▶ [INSTRUCTION]:
Reproduce each of the following rows verbatim, keeping every line in its original order.

▶ [RECORDS SUPPLIED]:
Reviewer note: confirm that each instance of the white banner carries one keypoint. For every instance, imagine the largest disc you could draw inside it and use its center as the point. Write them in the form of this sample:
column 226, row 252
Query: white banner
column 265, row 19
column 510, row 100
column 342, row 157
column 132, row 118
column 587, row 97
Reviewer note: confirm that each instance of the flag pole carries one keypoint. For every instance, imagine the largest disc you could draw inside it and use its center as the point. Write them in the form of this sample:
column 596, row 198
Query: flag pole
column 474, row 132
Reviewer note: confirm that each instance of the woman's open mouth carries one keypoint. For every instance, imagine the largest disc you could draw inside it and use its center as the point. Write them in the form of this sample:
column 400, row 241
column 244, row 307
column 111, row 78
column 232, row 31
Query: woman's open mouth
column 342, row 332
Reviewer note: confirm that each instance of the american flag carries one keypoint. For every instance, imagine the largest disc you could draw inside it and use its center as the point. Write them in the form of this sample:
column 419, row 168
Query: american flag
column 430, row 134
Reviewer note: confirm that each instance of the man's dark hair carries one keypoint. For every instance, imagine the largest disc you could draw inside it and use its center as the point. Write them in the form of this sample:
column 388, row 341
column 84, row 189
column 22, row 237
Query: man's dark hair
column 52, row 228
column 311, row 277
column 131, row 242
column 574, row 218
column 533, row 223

▶ [REPLY TO THE EXERCISE]:
Reviewer note: confirm that each instance of the white banner carries one keypoint. For every instance, imagine the largest disc you could draw inside it and use its center as the point. Write them in the form of this sample:
column 226, row 252
Query: white banner
column 265, row 19
column 510, row 100
column 342, row 157
column 132, row 118
column 587, row 97
Reviewer note: confirm that each instance of the flag pole carries one keypoint. For every instance, imagine the largest disc you could draw inside it and use its center as the point. Write them in the form of this sample:
column 596, row 198
Query: flag pole
column 474, row 132
Reviewer note: confirm that each instance of the woman's open mouth carries one keypoint. For every instance, imagine the largest disc you could draw inside it and use its center as the point. Write them in the form of this sample:
column 400, row 241
column 244, row 307
column 111, row 78
column 232, row 31
Query: woman's open mouth
column 342, row 332
Reviewer note: confirm that each instance of the american flag carries one keypoint. For every instance, imagine the largest disc you could draw inside it and use its center as the point. Write them in the form of this sample:
column 419, row 168
Query: american flag
column 430, row 134
Reviewer note: confirm that each instance of the man's dark hair carries one keypoint. For every instance, imagine the largest disc you could draw inside it and use its center as the point. Write them in the form of this sample:
column 388, row 341
column 84, row 189
column 22, row 237
Query: man's dark hair
column 52, row 228
column 311, row 277
column 131, row 242
column 574, row 218
column 533, row 223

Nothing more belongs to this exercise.